# Good & bad news on my car matriculation



## travelling-man (Jun 17, 2011)

I promised to let you know how the matriculation of my classic Jeep went.

The good news is I now have the registration number and registration document etc issued. This includes IMTT permission for a non standard sized rear number plate.

The bad news is I'm having trouble finding anyone who can make me the non standard sized registration plate.

The very bad news is I've had to pay E733.19 a year road tax because despite it's age (32 years and 6 months) the car has been assessed as a new vehicle and the very, very bad news is there's no way out of paying that amount of road tax every year. Even conversion to GPL and/or taking the car off the road doesn't reduce the amount payable. 

Despite all that, I love my Jeep deeply and although Mrs Traveller isn't exactly delighted with the costs involved, I intend to make the most of my baby and will pay up through gritted teeth and drive and enjoy her on high days and holidays!


----------



## canoeman (Mar 3, 2011)

Sympathies


----------



## jerryceltner (May 15, 2012)

travelling-man said:


> I promised to let you know how the matriculation of my classic Jeep went.
> 
> The good news is I now have the registration number and registration document etc issued. This includes IMTT permission for a non standard sized rear number plate.
> 
> ...


I have a Mercedes E320 which I matriculated 3 years ago and the road tax was €404 then the following year it went up to €633 and this year it was €702 but the financias let me off the €2.

I also have an old Fiat Scudo 1.9EL van which I matriculated this year and was very surprised when the road tax was only €31 yes that's right €31 what a difference. 

I think I read somewhere that after 2 years they apply a discount of 10% to the to the road tax but am not sure on this. The trouble is that they put it up more than the discount you get. The only way to have cheap road tax is to buy a Portuguese car registered pre 2007. I think it was after this that CO2 emissions were added to the calculations. If I am wrong I'm sure someone on the forum will correct this.


----------



## travelling-man (Jun 17, 2011)

Tasks and exercises ->
a) Answer these questions using the car matriculation thread:
(i) How much road tax a year did travelling-man have to pay for the Jeep?
(ii) What road tax was charged on the Fiat Scudo van that jerryceltner matriculated?
(iii) How old was the Jeep?
b) Decide whether each statement agrees with the car matriculation thread, answering yes or no and quoting the words of the thread that decide it:
(i) The Jeep was assessed as a new vehicle.
(ii) Converting the Jeep to GPL lowers the road tax owed.
(iii) The Mercedes E320 was charged €633 in road tax in its first year.
c) Write the next part of the car matriculation thread, beginning with the text of the last post, which appears after its header.
The records have no connection to the car matriculation thread.

Data lines ->
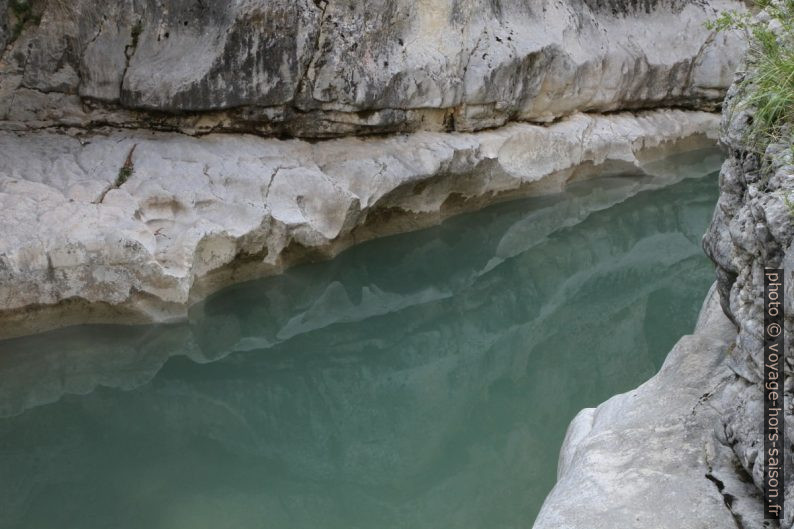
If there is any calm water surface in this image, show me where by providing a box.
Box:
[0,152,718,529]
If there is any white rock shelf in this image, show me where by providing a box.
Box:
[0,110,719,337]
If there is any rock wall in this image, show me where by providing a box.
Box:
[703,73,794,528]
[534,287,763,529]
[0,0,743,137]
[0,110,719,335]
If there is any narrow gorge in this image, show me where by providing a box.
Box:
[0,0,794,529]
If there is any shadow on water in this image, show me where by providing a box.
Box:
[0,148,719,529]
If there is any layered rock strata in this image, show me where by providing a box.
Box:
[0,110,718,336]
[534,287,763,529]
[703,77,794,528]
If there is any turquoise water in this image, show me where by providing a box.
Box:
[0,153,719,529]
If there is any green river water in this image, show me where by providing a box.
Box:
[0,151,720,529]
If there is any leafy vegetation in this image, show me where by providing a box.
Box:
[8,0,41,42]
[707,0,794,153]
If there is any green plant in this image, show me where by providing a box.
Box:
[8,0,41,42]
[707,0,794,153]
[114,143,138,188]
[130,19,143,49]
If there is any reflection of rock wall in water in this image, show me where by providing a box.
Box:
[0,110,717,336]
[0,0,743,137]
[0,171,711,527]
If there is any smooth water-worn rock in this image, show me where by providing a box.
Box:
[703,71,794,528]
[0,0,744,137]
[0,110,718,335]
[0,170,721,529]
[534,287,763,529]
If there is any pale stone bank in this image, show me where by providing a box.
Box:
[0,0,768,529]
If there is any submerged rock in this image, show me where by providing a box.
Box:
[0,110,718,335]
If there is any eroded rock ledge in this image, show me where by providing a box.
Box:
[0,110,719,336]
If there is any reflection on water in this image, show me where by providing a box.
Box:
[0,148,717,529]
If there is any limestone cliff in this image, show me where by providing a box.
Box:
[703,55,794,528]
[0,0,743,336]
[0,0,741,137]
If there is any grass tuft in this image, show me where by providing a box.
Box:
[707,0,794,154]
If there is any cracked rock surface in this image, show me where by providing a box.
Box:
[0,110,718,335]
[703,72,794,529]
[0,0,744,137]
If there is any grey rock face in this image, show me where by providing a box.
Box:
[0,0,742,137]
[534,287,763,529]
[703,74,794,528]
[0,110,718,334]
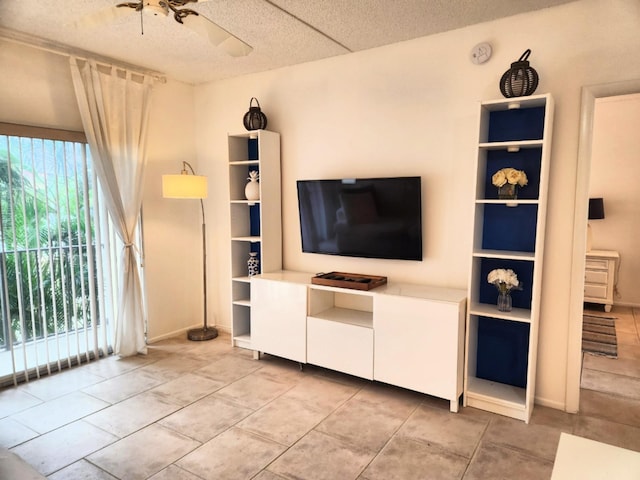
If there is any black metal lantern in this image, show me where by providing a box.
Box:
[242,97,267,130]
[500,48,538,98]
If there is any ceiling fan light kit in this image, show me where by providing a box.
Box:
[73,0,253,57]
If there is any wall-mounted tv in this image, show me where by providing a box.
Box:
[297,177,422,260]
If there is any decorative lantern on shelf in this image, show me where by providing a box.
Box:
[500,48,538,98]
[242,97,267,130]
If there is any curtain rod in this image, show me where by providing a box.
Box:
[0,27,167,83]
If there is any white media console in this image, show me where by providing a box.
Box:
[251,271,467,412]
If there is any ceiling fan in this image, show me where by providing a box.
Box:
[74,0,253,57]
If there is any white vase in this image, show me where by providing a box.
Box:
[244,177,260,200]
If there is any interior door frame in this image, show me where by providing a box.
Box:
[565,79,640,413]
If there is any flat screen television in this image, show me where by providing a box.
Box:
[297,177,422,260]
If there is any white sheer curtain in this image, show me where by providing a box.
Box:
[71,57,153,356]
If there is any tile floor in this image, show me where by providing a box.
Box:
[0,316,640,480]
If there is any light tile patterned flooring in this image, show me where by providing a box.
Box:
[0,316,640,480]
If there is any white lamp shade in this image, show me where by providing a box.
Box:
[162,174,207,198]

Responses by task ->
a)
(i) E733.19 a year
(ii) €31
(iii) 32 years and 6 months

b)
(i) Yes: "the car has been assessed as a new vehicle"
(ii) No: "Even conversion to GPL and/or taking the car off the road doesn't reduce the amount payable."
(iii) No: "the road tax was €404 then the following year it went up to €633"

c)
I doubt it'll do any good but I'm just now contacting the ACP in the hope there's a loophole of some kind..... I find it ridiculous that the govt pays all this lip service to green energy etc but don't reduce the tax if the vehicle is converted to GPL and/or fitted with a catalytic converter etc.

Despite the high road tax I don't regret bringing the Jeep into Portugal because it'd be a constant irritation to me to have had to leave it in South Africa.

It did occur to me that I might be able to offer the Jeep (and driver) as an occasional hire for things like weddings & high school dances etc (This is VERY popular in RSA) but I doubt the locals in my neck of the woods would go in for this kind of thing much.


----------



## canoeman (Mar 3, 2011)

No discounts given on road tax, it's work out on age of vehicle and now cc & CO2, problem when importing and matriculating whether free of ISV or as a personal import the car is road taxed as the year of matriculation not the year of manufacture or first registration. So anything that is large CC or CO2 is going to be penalized.

TM have you tried the tact but it's a classic and you've given it a number plate age of ?? why am I being taxed at this years rates?? certainly no loopholes for GPL etc


----------



## travelling-man (Jun 17, 2011)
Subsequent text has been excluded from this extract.